►

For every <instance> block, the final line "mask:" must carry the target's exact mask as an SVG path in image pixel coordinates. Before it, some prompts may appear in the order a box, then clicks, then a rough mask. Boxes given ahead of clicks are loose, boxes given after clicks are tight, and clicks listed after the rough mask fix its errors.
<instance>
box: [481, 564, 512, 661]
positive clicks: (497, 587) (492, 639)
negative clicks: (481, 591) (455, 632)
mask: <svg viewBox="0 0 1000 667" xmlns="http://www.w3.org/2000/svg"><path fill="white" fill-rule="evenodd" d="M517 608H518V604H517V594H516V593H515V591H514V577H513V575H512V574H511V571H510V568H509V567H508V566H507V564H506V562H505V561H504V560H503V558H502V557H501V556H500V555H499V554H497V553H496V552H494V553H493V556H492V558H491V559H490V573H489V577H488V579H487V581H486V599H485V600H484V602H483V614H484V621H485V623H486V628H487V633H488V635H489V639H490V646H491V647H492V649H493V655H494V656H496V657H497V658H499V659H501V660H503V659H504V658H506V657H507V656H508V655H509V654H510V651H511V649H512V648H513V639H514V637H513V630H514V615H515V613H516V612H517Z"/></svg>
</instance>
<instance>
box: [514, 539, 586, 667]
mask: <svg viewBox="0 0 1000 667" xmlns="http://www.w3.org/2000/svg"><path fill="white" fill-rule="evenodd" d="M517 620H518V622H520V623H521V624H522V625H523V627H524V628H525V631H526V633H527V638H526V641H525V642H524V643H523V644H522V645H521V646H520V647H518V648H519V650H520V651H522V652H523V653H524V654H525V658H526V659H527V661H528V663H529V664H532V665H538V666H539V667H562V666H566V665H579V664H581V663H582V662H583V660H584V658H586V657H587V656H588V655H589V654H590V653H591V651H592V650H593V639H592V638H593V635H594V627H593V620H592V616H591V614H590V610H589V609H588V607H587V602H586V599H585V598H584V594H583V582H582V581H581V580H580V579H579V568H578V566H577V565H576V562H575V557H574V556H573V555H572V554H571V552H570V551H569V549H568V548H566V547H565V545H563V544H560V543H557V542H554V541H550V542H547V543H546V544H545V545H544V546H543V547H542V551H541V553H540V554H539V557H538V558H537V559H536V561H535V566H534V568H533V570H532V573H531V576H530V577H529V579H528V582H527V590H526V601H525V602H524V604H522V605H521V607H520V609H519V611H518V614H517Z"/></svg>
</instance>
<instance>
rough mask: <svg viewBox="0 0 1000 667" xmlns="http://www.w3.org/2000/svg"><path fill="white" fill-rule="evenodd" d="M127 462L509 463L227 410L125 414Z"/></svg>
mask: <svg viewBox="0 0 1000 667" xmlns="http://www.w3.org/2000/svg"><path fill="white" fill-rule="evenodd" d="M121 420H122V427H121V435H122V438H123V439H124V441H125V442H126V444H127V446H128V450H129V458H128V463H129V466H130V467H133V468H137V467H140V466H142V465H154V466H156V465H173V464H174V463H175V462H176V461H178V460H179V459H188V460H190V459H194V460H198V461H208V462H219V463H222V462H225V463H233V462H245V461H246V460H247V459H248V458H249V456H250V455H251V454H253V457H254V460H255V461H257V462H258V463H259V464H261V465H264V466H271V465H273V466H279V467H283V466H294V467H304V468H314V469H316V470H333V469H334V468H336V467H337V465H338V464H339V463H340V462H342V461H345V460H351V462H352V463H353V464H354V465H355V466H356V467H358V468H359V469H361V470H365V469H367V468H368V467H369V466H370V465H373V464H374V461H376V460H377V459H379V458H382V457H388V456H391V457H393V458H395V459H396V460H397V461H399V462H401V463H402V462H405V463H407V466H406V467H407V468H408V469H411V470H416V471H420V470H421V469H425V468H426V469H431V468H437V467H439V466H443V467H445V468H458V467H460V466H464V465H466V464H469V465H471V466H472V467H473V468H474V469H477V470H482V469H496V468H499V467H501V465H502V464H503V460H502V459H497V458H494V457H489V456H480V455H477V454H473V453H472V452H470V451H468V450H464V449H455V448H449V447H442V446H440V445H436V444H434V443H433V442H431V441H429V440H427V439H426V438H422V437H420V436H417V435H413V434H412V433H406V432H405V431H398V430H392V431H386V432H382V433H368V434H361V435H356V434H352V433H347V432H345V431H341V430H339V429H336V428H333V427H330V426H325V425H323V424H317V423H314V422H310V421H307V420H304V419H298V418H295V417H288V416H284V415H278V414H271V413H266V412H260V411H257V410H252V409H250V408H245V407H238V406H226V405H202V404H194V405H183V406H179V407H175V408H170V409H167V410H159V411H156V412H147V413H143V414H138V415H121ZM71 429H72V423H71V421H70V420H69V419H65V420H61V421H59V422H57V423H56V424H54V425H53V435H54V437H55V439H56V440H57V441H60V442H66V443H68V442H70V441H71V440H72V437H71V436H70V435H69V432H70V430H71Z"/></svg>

◄

*Your instructions:*
Rewrite the records above, replacing "rough mask" with "coarse mask" everywhere it occurs and leaving everything else as it is.

*Answer for the task:*
For every <instance> block, the final line "mask:" must carry the target's exact mask as an SVG path in image pixel coordinates. Before it, some prompts may appear in the order a box, then clicks, then a coarse mask. Boxes given ahead of clicks are loose, boxes given after clicks are tight, and clicks listed after the coarse mask fix its errors.
<instance>
box: [481, 564, 512, 661]
positive clicks: (497, 587) (492, 639)
negative clicks: (481, 591) (455, 632)
mask: <svg viewBox="0 0 1000 667" xmlns="http://www.w3.org/2000/svg"><path fill="white" fill-rule="evenodd" d="M517 608H518V604H517V594H516V593H515V591H514V577H513V575H512V574H511V571H510V568H509V567H508V566H507V564H506V562H505V561H504V560H503V558H502V557H501V556H500V555H499V554H497V553H496V552H494V553H493V556H492V558H491V559H490V573H489V577H488V579H487V581H486V599H485V600H484V602H483V614H484V621H485V623H486V628H487V633H488V635H489V639H490V646H491V647H492V649H493V655H494V656H496V657H497V658H499V659H501V660H503V659H504V658H506V657H507V656H508V655H509V654H510V651H511V649H512V648H513V639H514V637H513V630H514V615H515V613H516V612H517Z"/></svg>
</instance>
<instance>
box: [514, 539, 586, 667]
mask: <svg viewBox="0 0 1000 667" xmlns="http://www.w3.org/2000/svg"><path fill="white" fill-rule="evenodd" d="M517 620H518V622H520V623H521V624H522V625H523V627H524V628H525V631H526V633H527V638H526V641H525V642H524V643H523V644H522V645H521V646H520V647H518V648H519V650H520V651H522V652H523V653H524V654H525V658H526V659H527V661H528V663H529V664H532V665H538V666H539V667H562V666H566V665H579V664H581V663H582V662H583V660H584V658H586V657H587V656H588V655H589V654H590V653H591V651H592V650H593V639H592V638H593V635H594V627H593V620H592V616H591V614H590V610H589V609H588V607H587V602H586V599H585V598H584V594H583V582H582V581H581V580H580V579H579V568H578V566H577V565H576V562H575V557H574V556H573V555H572V554H571V552H570V551H569V549H568V548H566V547H565V545H563V544H560V543H557V542H554V541H550V542H547V543H546V544H545V545H544V546H543V547H542V551H541V553H540V554H539V557H538V558H537V559H536V561H535V566H534V568H533V570H532V573H531V576H530V577H529V579H528V582H527V590H526V601H525V602H524V604H522V605H521V607H520V609H519V611H518V614H517Z"/></svg>
</instance>
<instance>
coarse mask: <svg viewBox="0 0 1000 667" xmlns="http://www.w3.org/2000/svg"><path fill="white" fill-rule="evenodd" d="M127 462L509 463L227 410L125 414Z"/></svg>
mask: <svg viewBox="0 0 1000 667" xmlns="http://www.w3.org/2000/svg"><path fill="white" fill-rule="evenodd" d="M121 420H122V427H121V435H122V438H123V439H124V441H125V442H126V444H127V446H128V450H129V458H128V463H129V466H130V467H133V468H137V467H140V466H142V465H154V466H156V465H173V464H174V463H175V462H176V461H178V460H179V459H188V460H190V459H194V460H198V461H208V462H219V463H222V462H225V463H233V462H245V461H246V460H247V459H248V458H249V456H250V455H251V454H253V457H254V460H255V461H257V462H258V463H259V464H261V465H264V466H271V465H273V466H279V467H283V466H294V467H304V468H314V469H316V470H333V469H334V468H336V467H337V465H338V464H339V463H340V462H342V461H345V460H351V462H352V463H353V464H354V465H355V466H356V467H358V468H359V469H361V470H365V469H367V468H368V467H369V466H370V465H373V464H374V461H376V460H377V459H379V458H382V457H388V456H391V457H393V458H395V459H396V460H397V461H399V462H401V463H402V462H405V463H407V466H406V467H407V468H408V469H411V470H416V471H420V470H421V469H425V468H426V469H431V468H437V467H439V466H443V467H445V468H458V467H460V466H464V465H466V464H469V465H471V466H472V467H473V468H474V469H477V470H482V469H496V468H499V467H501V465H502V464H503V460H502V459H497V458H494V457H489V456H480V455H477V454H473V453H472V452H470V451H468V450H464V449H455V448H449V447H442V446H440V445H436V444H434V443H433V442H431V441H429V440H427V439H426V438H422V437H420V436H417V435H413V434H412V433H406V432H405V431H398V430H392V431H386V432H382V433H368V434H361V435H356V434H352V433H347V432H345V431H341V430H339V429H336V428H333V427H330V426H325V425H323V424H317V423H314V422H310V421H307V420H304V419H298V418H295V417H288V416H284V415H278V414H271V413H266V412H260V411H257V410H252V409H250V408H245V407H238V406H226V405H202V404H194V405H183V406H179V407H175V408H170V409H167V410H159V411H156V412H147V413H143V414H138V415H121ZM71 429H72V423H71V421H70V420H69V419H65V420H61V421H59V422H57V423H56V424H54V425H53V435H54V437H55V439H56V440H57V441H60V442H66V443H68V442H70V441H71V440H72V437H71V436H70V435H69V432H70V430H71Z"/></svg>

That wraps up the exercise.